● Try it
Retype the data exactly. Spelling and punctuation stay as they are.

● Extracted material
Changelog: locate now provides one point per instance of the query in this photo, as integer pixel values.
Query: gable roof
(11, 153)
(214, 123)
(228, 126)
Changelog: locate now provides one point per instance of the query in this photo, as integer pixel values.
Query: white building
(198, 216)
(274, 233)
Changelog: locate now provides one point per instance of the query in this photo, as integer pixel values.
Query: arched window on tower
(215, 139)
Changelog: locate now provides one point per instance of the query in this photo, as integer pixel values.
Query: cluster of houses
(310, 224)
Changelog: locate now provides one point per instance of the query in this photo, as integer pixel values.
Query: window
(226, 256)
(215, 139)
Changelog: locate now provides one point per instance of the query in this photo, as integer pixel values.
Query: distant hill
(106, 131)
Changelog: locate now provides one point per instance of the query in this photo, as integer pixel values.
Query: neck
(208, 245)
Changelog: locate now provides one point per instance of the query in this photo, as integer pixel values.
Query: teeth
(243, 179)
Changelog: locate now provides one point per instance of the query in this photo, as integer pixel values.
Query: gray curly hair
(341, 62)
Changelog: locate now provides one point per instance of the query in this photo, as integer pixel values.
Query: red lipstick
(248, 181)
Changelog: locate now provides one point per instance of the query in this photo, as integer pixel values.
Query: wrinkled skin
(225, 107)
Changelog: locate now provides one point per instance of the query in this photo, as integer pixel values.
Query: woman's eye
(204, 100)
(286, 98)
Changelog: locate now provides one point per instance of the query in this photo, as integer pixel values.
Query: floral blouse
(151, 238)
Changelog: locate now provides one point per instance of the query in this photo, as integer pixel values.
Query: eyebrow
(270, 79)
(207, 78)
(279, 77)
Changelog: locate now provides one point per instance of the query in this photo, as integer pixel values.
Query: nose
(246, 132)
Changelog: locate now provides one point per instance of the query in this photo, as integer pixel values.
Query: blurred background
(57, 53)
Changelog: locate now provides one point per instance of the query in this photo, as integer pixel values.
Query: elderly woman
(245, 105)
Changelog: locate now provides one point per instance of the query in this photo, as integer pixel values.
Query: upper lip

● Reply
Changelog: locate now provides one point per instance of the query in this photo, as integer pixel values.
Query: gable roof
(11, 153)
(214, 123)
(228, 126)
Changelog: locate now provides one point per instance of the query in this photo, as integer pixel values.
Query: white building
(198, 216)
(274, 233)
Changelog: locate now provides one point per instance of the query in this photo, as integer pixel values.
Query: arched window on tower
(215, 139)
Changelog: locate now provides one point per instance of the query in this photo, as integer pixel values.
Query: cluster of houses
(310, 224)
Changelog: locate now provides one point per instance of the query in this photo, as integer pixel values.
Query: window
(226, 256)
(215, 139)
Changelog: locate now provides one point per instance of the query in this photo, as integer pixel values.
Query: distant hill
(106, 131)
Changelog: locate now provides one point per instance of the query in this photo, as integer pixel values.
Query: neck
(208, 245)
Changelog: locate now provides one point per instance of the query in this photo, as integer pixel values.
Query: teeth
(243, 179)
Changelog: locate now provides one point per instance of the query in this photo, as integer pixel values.
Query: gray curly hair
(341, 62)
Changelog: locate now provides one point per instance of the query in this photo, as integer pixel values.
Query: red lipstick
(248, 181)
Changelog: locate now provides one point per instance of the query in this photo, as integer pixel values.
Query: wrinkled skin
(225, 107)
Changelog: locate now provides one point per instance of the query in this photo, as integer pixel values.
Query: woman's eye
(204, 100)
(286, 98)
Changelog: locate now provides one point per instance of the query in this photo, as integer pixel values.
Query: floral blouse
(151, 238)
Changelog: locate now provides one point per instance of the query in this photo, as integer pixel values.
Query: eyebrow
(270, 79)
(207, 78)
(279, 77)
Changelog: locate now provides one point per instance of the query in this photo, as integer pixel values.
Query: nose
(246, 132)
Changelog: locate now provides one point per instance of the query in this photo, as integer pixel values.
Query: blurred background
(57, 53)
Changelog: locate now provides one point per instance of the query in this photo, as integer pixel values.
Query: elderly woman
(245, 105)
Changelog: locate now provides one point per instance of the query in this photo, as integer pixel values.
Query: upper lip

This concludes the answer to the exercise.